• Exercise details
How many lines within the records include the word "chair"? Only that number should be given.

• Input records
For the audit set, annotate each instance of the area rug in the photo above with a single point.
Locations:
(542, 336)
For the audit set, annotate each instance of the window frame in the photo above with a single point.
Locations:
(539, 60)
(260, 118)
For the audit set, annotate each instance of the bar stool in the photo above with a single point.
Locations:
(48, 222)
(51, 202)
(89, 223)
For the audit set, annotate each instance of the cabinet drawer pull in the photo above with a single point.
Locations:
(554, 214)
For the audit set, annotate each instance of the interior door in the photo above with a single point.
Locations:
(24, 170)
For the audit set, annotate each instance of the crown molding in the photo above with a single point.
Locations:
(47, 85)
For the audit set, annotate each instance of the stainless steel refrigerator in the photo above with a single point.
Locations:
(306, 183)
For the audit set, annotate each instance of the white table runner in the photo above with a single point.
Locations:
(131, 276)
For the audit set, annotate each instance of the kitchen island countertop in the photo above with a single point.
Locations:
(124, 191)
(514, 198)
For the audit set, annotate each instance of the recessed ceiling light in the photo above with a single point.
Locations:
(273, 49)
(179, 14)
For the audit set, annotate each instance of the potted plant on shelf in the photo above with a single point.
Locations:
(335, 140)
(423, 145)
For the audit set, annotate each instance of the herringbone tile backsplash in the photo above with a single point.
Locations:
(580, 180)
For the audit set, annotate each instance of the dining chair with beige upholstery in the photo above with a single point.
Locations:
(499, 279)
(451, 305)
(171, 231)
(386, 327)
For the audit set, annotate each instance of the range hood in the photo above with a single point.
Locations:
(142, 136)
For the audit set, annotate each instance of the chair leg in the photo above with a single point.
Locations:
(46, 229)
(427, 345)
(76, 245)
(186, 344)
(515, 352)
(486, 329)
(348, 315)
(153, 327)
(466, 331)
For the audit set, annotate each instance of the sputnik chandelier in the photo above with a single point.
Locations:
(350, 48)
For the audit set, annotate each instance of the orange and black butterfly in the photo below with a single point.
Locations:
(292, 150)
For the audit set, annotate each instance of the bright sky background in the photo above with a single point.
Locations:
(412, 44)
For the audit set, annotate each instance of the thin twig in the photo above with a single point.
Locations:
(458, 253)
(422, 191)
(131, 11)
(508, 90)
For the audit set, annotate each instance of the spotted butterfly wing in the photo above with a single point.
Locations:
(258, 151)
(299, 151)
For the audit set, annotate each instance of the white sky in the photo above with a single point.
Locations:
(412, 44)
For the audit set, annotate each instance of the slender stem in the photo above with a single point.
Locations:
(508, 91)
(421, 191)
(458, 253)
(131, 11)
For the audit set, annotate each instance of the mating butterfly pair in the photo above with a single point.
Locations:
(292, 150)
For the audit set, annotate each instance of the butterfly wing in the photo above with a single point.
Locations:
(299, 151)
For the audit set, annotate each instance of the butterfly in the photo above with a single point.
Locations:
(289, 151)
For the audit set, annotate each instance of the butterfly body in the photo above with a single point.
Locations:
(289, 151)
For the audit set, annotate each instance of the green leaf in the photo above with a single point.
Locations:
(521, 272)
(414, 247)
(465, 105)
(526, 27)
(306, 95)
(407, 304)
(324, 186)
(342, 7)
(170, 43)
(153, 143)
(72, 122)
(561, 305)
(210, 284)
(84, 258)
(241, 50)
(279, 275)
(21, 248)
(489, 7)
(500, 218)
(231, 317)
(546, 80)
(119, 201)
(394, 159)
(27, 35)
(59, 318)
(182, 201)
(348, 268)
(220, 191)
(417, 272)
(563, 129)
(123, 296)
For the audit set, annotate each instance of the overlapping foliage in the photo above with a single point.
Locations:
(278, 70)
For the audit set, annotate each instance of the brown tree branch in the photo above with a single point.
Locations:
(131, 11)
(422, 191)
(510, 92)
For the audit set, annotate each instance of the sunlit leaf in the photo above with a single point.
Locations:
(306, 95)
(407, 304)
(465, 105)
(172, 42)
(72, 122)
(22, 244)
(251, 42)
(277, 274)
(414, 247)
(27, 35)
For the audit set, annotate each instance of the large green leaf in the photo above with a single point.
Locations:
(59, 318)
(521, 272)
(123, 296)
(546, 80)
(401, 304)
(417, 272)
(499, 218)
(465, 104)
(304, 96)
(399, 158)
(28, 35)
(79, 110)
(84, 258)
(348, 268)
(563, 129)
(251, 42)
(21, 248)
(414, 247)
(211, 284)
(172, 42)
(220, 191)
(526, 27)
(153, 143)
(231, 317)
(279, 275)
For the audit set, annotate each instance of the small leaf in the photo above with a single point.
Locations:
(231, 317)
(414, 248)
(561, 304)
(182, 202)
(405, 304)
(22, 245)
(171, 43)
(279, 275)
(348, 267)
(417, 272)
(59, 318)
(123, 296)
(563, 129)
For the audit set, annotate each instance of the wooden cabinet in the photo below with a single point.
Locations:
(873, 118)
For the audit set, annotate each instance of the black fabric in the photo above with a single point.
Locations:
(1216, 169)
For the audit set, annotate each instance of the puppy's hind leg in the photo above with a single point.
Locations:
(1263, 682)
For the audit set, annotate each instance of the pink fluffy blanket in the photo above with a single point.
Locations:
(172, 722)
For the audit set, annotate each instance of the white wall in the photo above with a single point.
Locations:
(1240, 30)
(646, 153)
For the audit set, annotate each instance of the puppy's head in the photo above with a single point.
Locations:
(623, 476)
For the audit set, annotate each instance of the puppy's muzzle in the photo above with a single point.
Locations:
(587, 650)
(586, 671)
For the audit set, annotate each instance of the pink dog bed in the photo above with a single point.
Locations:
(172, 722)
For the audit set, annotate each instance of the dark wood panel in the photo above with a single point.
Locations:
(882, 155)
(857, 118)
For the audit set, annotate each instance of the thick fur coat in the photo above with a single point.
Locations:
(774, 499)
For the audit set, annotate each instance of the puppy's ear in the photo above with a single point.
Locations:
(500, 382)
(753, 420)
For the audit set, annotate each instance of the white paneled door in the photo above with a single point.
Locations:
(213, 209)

• Solution for this exercise
2